**Brano da leggere:**
Vedere la musica: Stefano Bidini

Con Stefano Bidini attraverso zone desertiche e spazi aperti, verso l’interiorità che è e rimane, la vera destinazione…

“Il bisogno di uscire di andare a cercare emozioni in paesi lontani per poi riscoprire quanto di bello c’era anche qui: come spesso succede, ci si deve allontanare per vedere la bellezza”.

Vedere la musica: Stefano Bidini
Amo i paesaggi desertici, le zone libere e vuote di qualunque contenuto (Foto © Stefano Bidini)

Stefano Bidini, fiorentino di nascita e milanese per adozione, è passato dalla nazionale di nuoto alla fotografia con la stessa determinazione e volontà. Per partire in viaggio con lui, sono necessarie scarpe comode, spirito d’avventura e voglia di mettersi in gioco. Stefano oggi ha, ormai da vent’anni, un importante studio a Milano e un ufficio a Firenze, tanti collaboratori, ma sorprende come sia rimasta intatta – oltre la cadenza fiorentina- la determinazione e la voglia di fare che aveva agli esordi. Stefano, non vuole esser chiamato artista ma artigiano della fotografia, perché gli piace fare, metterci mano. Definisce il suo, un lavoro avventuroso e ama definirsi fotografo d’azione, dove il movimento e la naturalezza, sono protagonisti.

**Istruzioni:**
A: Nel testo su Stefano Bidini, come preferisce essere chiamato lui al posto di artista?
B: Prosegui il testo su Stefano Bidini a partire dalla sua ultima frase.

**Elenco dati:**
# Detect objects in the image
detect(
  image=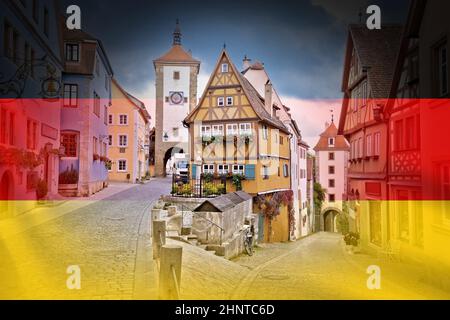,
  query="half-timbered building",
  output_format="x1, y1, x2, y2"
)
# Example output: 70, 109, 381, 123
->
339, 25, 402, 249
185, 49, 291, 242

**Risposte alle istruzioni:**
A: Artigiano della fotografia.

B:
 “Sono felice se lavoro, perché è per me, linfa vitale. Non faccio nessuna fatica ad alzarmi alle 4 per andare a lavorare, sono momenti impagabili di pura gioia”.

Qual è il segreto del tuo successo?

La mia famiglia è semplice e umile e mio papà che ha novantadue anni, ha fatto l’operaio tutta la vita, ritenendola la sua missione. Da lui ho imparato la dedizione, l’impegno e il valore della fatica. Da ragazzino ho fatto nuoto agonistico entrando a far parte della nazionale di nuoto nei 1500. Abitavo in periferia e per andare agli allenamenti partivo in motorino, col freddo, la pioggia.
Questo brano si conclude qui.